▶ [Text excerpt]:
Now, here's the key idea: In insulators, there is a large band gap, so it's hard for electrons to jump from the valence band to the conduction band. That's why insulators don't conduct electricity well. In conductors like metals, the valence and conduction bands overlap, so electrons can easily move from one to the other, allowing electricity to flow freely. In semiconductors, there's a small band gap. This means that under certain conditions (like adding a little energy), electrons can jump from the valence band to the conduction band, making semiconductors conduct electricity, but not as well as metals.

## Semiconductor Types

### Intrinsic

A pure semiconductor such as pure silicon or pure germanium is called an intrinsic semiconductor. Silicon (Si) has atomic number 14 and its electronic configuration is$\text{ } 1s^2 \text{ } 2s^2 \text{ } 2p^6\text{ } 3s^2 \text{ }3p^2$. Its valence is 4. Each atom of Si forms four covalent bonds with its neighbouring atoms. At absolute zero temperature, all valence electrons are tightly bound to respective atoms and the covalent bonds are complete. Electrons are not available to conduct electricity through the crystal because they cannot gain enough energy to get into higher energy levels. At room temperature, however, a few covalent bonds are broken due to thermal agitation and some valence electrons can gain energy. Once covalent bonds are broken, electrons move to conduction band. So if say n electrons move to conduction band, exact n number of holes are created in valence band.

$n_h = n_e$

If external battery is connected to the intrinsic semiconductor, at room temperature, electrons in conduction band will flow to positive terminal and holes will move to negative terminal of battery. But conductivity is still very low! Intrinsic semiconductors have an equal number of electrons and holes (electron-hole pairs) generated at room temperature due to thermal excitation. This means that their carrier concentration (number of charge carriers per unit volume) is relatively low. In electronic devices, precise control over carrier concentration is crucial for controlling device behavior and that's why we use extrinsic semiconductor.

▶ [Data provided]:
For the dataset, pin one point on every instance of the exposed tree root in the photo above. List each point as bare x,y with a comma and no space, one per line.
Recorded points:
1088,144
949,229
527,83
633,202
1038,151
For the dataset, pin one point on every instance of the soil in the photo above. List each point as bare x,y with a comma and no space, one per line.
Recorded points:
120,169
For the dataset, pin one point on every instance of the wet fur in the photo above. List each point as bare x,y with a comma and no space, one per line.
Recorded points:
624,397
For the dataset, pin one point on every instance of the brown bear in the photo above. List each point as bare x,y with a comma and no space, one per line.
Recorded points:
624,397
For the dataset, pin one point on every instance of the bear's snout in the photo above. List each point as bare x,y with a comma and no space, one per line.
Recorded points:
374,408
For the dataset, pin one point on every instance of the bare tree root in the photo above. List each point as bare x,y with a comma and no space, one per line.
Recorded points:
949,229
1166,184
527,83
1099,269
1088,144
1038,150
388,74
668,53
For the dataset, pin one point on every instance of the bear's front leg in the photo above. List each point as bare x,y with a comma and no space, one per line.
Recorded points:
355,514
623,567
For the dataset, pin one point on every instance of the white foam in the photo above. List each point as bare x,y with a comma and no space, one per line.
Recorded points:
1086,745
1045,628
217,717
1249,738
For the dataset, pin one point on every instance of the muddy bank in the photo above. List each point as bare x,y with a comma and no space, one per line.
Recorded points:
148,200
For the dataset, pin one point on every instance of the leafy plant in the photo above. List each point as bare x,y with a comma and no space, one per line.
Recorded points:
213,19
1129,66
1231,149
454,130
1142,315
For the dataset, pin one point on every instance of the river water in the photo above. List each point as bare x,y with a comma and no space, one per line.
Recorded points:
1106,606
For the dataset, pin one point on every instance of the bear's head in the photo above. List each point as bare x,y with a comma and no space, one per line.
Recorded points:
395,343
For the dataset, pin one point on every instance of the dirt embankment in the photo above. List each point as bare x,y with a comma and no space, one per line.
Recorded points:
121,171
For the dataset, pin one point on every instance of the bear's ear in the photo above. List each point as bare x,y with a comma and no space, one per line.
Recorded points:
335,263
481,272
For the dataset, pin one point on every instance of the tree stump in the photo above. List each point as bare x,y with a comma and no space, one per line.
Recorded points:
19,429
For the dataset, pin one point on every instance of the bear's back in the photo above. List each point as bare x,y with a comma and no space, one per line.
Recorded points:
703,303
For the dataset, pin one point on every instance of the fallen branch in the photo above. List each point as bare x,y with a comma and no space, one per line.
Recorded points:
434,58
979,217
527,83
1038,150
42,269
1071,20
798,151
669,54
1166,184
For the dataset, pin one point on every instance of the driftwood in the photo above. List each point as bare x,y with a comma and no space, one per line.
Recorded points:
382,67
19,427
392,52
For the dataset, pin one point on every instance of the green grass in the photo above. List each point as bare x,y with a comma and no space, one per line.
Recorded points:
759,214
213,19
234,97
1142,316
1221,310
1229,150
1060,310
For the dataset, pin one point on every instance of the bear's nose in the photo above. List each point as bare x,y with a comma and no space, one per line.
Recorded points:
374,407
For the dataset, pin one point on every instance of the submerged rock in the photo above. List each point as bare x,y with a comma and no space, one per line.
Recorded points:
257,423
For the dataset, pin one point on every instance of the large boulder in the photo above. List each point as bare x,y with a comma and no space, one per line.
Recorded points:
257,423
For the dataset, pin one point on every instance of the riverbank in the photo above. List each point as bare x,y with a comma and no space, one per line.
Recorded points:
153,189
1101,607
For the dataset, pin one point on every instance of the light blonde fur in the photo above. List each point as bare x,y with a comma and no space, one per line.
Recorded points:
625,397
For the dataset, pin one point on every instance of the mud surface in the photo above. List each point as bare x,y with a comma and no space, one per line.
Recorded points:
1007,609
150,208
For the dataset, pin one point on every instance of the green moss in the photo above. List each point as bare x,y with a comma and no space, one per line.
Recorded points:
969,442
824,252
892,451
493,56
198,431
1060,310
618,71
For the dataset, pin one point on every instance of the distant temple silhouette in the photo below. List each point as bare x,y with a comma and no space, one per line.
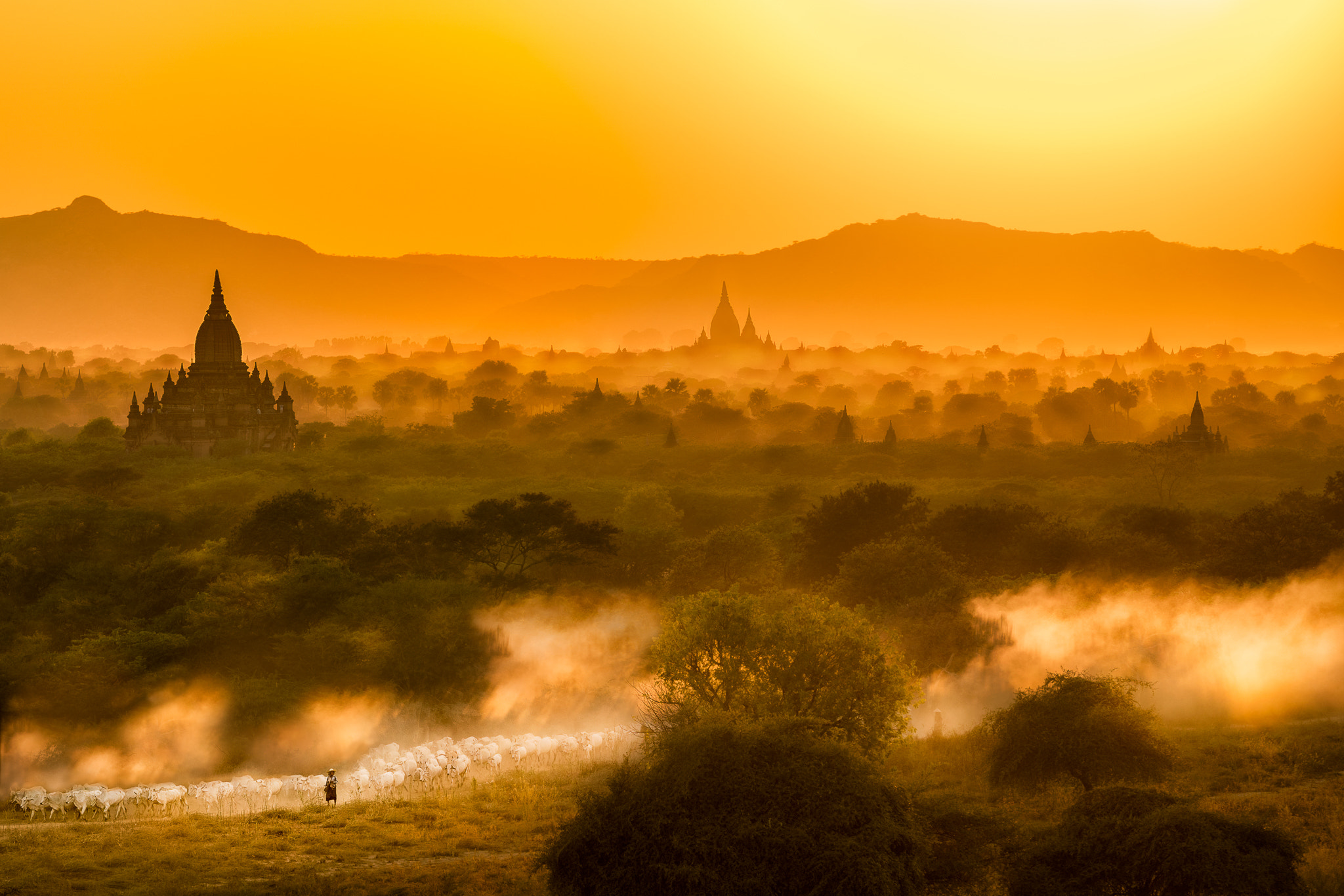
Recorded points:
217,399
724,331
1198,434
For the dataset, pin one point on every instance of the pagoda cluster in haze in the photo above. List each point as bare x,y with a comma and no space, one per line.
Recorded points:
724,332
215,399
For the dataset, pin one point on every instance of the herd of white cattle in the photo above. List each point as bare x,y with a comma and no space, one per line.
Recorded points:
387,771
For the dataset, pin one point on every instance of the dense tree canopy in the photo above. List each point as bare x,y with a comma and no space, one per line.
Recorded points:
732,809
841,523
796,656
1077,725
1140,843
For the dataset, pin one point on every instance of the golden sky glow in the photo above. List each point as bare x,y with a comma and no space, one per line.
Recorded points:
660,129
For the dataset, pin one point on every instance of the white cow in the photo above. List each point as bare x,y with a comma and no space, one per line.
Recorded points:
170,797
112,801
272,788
* * *
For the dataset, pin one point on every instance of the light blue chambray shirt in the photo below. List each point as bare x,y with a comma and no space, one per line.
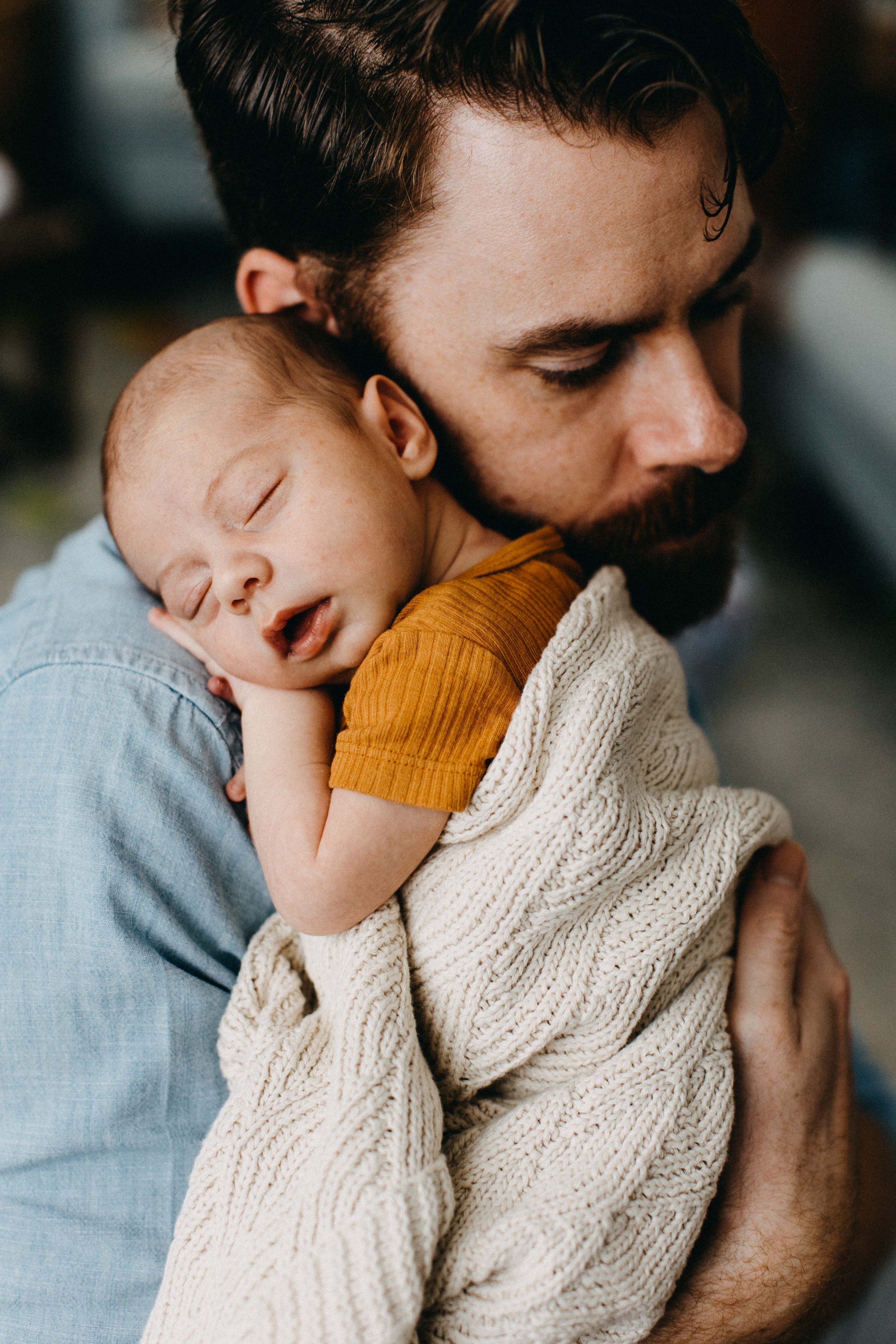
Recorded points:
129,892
...
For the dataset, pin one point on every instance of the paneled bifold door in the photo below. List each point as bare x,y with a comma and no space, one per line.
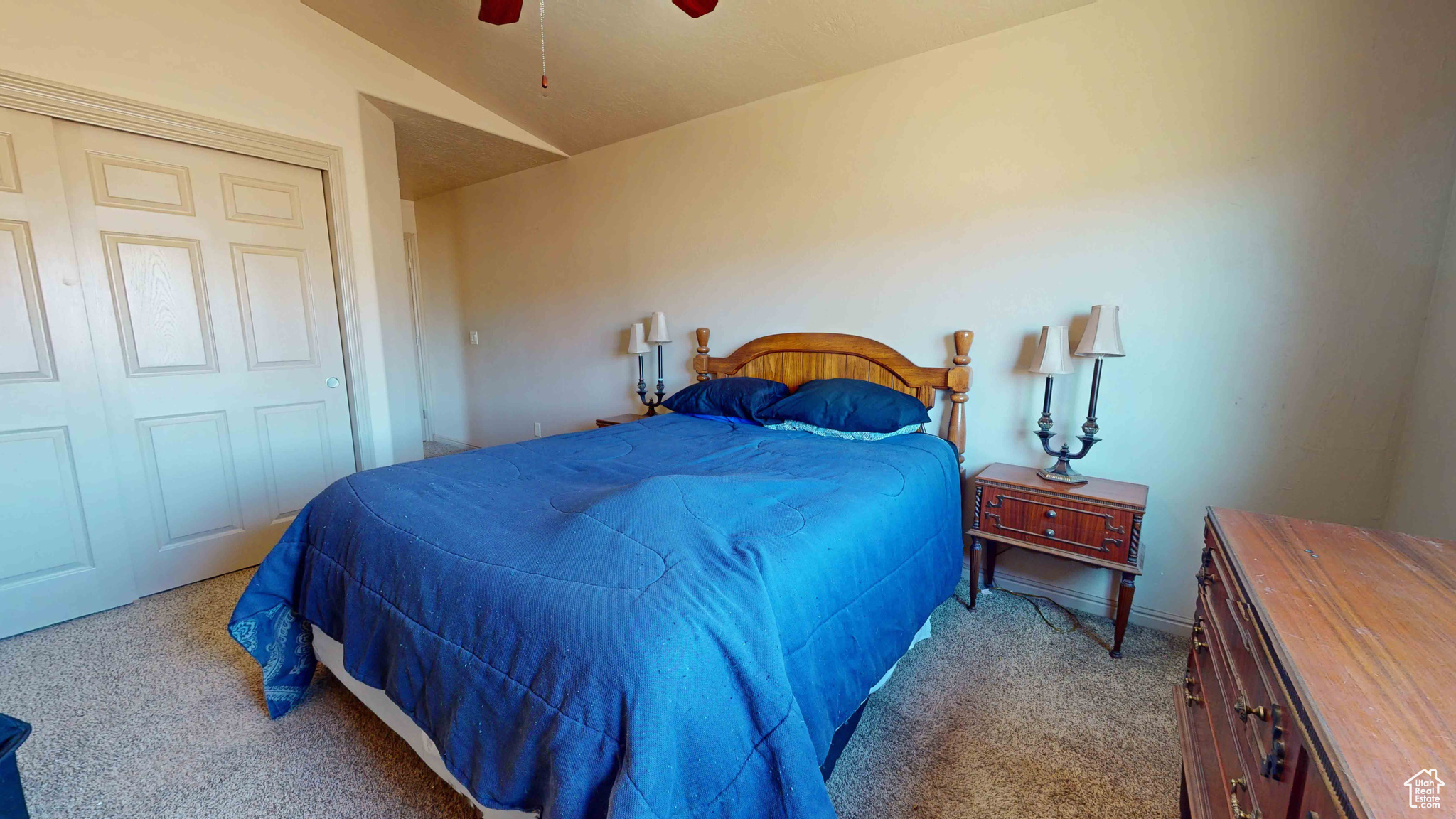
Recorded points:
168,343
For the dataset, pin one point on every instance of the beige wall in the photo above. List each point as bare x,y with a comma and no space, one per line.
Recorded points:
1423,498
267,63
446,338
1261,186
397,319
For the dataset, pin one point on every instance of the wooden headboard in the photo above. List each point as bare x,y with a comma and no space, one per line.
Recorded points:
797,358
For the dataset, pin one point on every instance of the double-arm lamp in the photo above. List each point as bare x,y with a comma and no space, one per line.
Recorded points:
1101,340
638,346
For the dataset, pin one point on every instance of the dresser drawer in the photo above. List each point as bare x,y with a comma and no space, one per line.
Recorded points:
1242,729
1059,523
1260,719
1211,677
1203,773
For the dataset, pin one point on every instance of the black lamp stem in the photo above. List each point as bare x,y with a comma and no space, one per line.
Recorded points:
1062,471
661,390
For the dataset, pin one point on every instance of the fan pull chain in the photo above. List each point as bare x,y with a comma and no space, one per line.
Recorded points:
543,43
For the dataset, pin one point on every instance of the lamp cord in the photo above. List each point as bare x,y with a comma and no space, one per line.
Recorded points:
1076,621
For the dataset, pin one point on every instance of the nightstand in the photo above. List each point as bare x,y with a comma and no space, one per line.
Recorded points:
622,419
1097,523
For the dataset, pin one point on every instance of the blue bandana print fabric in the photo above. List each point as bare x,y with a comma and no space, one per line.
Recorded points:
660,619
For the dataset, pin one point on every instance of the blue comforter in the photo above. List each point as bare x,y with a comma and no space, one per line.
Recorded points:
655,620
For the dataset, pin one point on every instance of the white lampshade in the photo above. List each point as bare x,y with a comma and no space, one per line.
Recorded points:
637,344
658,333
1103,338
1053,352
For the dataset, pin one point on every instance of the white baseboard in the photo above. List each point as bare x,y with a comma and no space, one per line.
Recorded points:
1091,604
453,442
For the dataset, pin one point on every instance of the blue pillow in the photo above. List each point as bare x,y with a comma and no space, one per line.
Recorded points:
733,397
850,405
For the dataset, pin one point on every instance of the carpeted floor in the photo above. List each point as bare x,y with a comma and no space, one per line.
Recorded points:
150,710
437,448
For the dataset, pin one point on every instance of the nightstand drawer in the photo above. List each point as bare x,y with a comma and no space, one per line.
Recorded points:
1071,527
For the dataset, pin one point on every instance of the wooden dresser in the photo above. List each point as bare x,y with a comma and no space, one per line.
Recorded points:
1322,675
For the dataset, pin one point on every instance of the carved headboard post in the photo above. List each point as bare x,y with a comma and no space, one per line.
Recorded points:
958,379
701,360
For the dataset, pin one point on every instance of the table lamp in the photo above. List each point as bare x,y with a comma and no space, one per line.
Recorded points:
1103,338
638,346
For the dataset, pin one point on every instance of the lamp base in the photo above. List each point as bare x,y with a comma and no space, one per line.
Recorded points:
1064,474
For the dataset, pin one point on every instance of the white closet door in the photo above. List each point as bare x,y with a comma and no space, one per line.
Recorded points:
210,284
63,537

▶ [What to do]: Pick up the semiconductor text where it stops and continue it. These items were taken from a different source than the text.

▶ [Expected answer]:
### Extrinsic

To increase the conductivity of pure semiconductor, we add impurity to it! The process of adding impurities to an intrinsic semiconductor is called doping. The semiconductor with impurity is called a doped semiconductor or an extrinsic semiconductor. The impurity is called the dopant. Silicon or Germanium can be doped with a pentavalent or trivalent impurity. Based on impurity type, we categorise the Extrinic Semiconductors as n-type or p-type
• n-type
• p-type

#### n-type semiconductor

When we add pentavalent impurity such as phosphorus (P), arsenic (As) or antimony (Sb) to pure silicon, resulting semiconductor is called as n-type semiconductor! When a dopant atom of 5 valence electrons occupies the position of a Si atom in the crystal lattice, 4 electrons from the dopant form bonds with 4 neighbouring Si atoms and the fifth electron from the dopant remains very weakly bound to its parent atom. To make this electron free even at room temperature, very small energy is required. It is 0.01 eV for Ge and 0.05 eV for Si. Since every pentavalent dopant atom donates one electron for conduction, it is called a donor impurity . As this semiconductor has large number of electrons in conduction band and its conductivity is due to negatively charged carriers, it is called n-type semiconductor. For n-type semiconductor,
$n_e >> n_h$
. The free electrons donated by the impurity atoms occupy energy levels which are in the band gap and are close to the conduction band. They can be easily available for conduction.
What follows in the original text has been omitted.